## Begin Records shown
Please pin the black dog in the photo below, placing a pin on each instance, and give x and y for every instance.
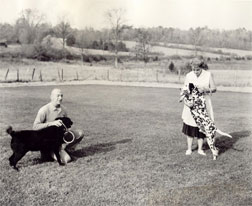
(47, 139)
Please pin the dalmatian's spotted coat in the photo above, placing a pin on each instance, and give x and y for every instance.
(197, 103)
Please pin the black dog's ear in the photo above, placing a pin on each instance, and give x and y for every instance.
(191, 87)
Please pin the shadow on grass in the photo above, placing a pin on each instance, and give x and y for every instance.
(98, 148)
(226, 143)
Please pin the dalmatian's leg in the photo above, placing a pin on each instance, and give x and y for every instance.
(210, 141)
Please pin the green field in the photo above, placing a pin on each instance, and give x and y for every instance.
(230, 73)
(133, 152)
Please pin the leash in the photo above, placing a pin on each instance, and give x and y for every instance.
(67, 132)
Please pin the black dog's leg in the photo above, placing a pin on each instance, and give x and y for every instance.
(11, 159)
(56, 152)
(17, 156)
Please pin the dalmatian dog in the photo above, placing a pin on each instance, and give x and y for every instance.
## End Records shown
## Exercise details
Reproduce all of the data above verbatim, but omit the picture.

## Solution to this exercise
Please pin the black dog in the photo below, placing a pin on each instance, and give x and y for every instance.
(47, 139)
Please pin the dalmatian's spotted coat in the photo above, placing a pin on each instance, and give x and y for every instance.
(197, 103)
Please pin the black dog's ear in the photo above, placing a pin on each instance, and give x and y for every instance.
(191, 87)
Please pin the shadow on grass in the photo above, placing a pin on each instance, and give x and y for every instance.
(98, 148)
(226, 143)
Please pin the dalmatian's leg in the photo above, placing a pin on each instance, and give x and y for every instance.
(210, 141)
Please pin the green field in the photo above, placing a pin on each instance, and give x and y for every instance.
(230, 73)
(133, 152)
Please pin the leash in the photo above, placing a pin on each instance, and give x and y for every instance.
(67, 132)
Please pin the black dog's leg in the photo above, placing a pin on each instance, and give x and y for every instance.
(11, 159)
(56, 152)
(17, 156)
Please pin the dalmatian dog in the photo above, placing a pin on each instance, and give x and y for every instance.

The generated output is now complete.